◆ Stated task ◆
Could you copy each of the records below word for word, leaving nothing out and changing nothing?

═════ Data section ═════

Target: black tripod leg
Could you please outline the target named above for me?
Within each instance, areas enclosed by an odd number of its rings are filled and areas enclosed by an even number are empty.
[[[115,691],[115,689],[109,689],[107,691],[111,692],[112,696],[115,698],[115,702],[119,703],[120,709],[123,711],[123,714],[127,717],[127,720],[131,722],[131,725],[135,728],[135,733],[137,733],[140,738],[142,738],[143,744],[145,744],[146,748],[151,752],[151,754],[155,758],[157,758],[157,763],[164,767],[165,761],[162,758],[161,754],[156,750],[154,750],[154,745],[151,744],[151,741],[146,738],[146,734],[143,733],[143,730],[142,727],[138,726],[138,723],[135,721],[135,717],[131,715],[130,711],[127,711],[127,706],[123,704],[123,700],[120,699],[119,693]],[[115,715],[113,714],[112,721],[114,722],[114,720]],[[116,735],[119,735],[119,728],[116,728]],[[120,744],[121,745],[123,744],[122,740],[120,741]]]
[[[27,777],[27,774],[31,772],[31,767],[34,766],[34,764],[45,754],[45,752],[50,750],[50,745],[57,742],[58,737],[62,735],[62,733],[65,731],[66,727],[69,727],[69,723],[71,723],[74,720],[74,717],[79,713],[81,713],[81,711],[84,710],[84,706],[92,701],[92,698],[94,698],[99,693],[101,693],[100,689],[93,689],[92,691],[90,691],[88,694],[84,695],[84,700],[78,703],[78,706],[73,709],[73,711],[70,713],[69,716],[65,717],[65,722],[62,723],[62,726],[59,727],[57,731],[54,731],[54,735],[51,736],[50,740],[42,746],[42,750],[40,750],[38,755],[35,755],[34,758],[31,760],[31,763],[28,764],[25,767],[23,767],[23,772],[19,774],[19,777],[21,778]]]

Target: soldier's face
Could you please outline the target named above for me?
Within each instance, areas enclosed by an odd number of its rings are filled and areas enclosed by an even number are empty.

═════

◆ Exercise answer ◆
Target: black tripod leg
Could you please outline the target named above for me?
Within each instance, areas enclosed by an odd number of its rings are filled and areas enclosed by an even number are empty.
[[[115,691],[115,689],[109,689],[107,691],[111,692],[112,696],[115,698],[115,702],[119,703],[120,709],[123,711],[123,714],[127,717],[127,720],[131,722],[131,725],[135,728],[135,733],[137,733],[140,738],[142,738],[143,744],[145,744],[146,748],[151,752],[151,754],[155,758],[157,758],[157,763],[164,767],[165,761],[162,758],[161,754],[156,750],[154,750],[154,745],[151,744],[151,741],[146,738],[146,734],[143,733],[143,730],[142,727],[138,726],[138,723],[135,721],[135,717],[131,715],[130,711],[127,711],[127,706],[123,704],[123,700],[120,699],[119,693]],[[115,715],[113,714],[112,721],[114,722],[114,720]],[[116,735],[119,735],[119,728],[116,728]],[[120,744],[121,745],[123,744],[122,740],[120,741]]]
[[[27,777],[27,774],[31,772],[31,767],[34,766],[34,764],[45,754],[45,752],[50,750],[50,745],[57,742],[58,737],[62,735],[62,733],[65,731],[66,727],[69,727],[69,723],[71,723],[74,720],[74,717],[79,713],[81,713],[81,711],[84,710],[84,706],[92,701],[92,698],[94,698],[99,693],[101,693],[100,689],[93,689],[92,691],[90,691],[88,694],[84,695],[84,700],[78,703],[78,706],[73,709],[73,711],[70,713],[69,716],[65,717],[65,722],[62,723],[62,726],[59,727],[57,731],[54,731],[54,735],[51,736],[50,740],[42,746],[42,750],[40,750],[38,755],[35,755],[34,758],[31,760],[31,763],[28,764],[25,767],[23,767],[23,772],[19,774],[19,777],[21,778]]]

Target: soldier's face
Could you please outline the target named above for me?
Within each instance, areas enclosed by an odd number of its rings are filled and areas enclosed by an even number are empty.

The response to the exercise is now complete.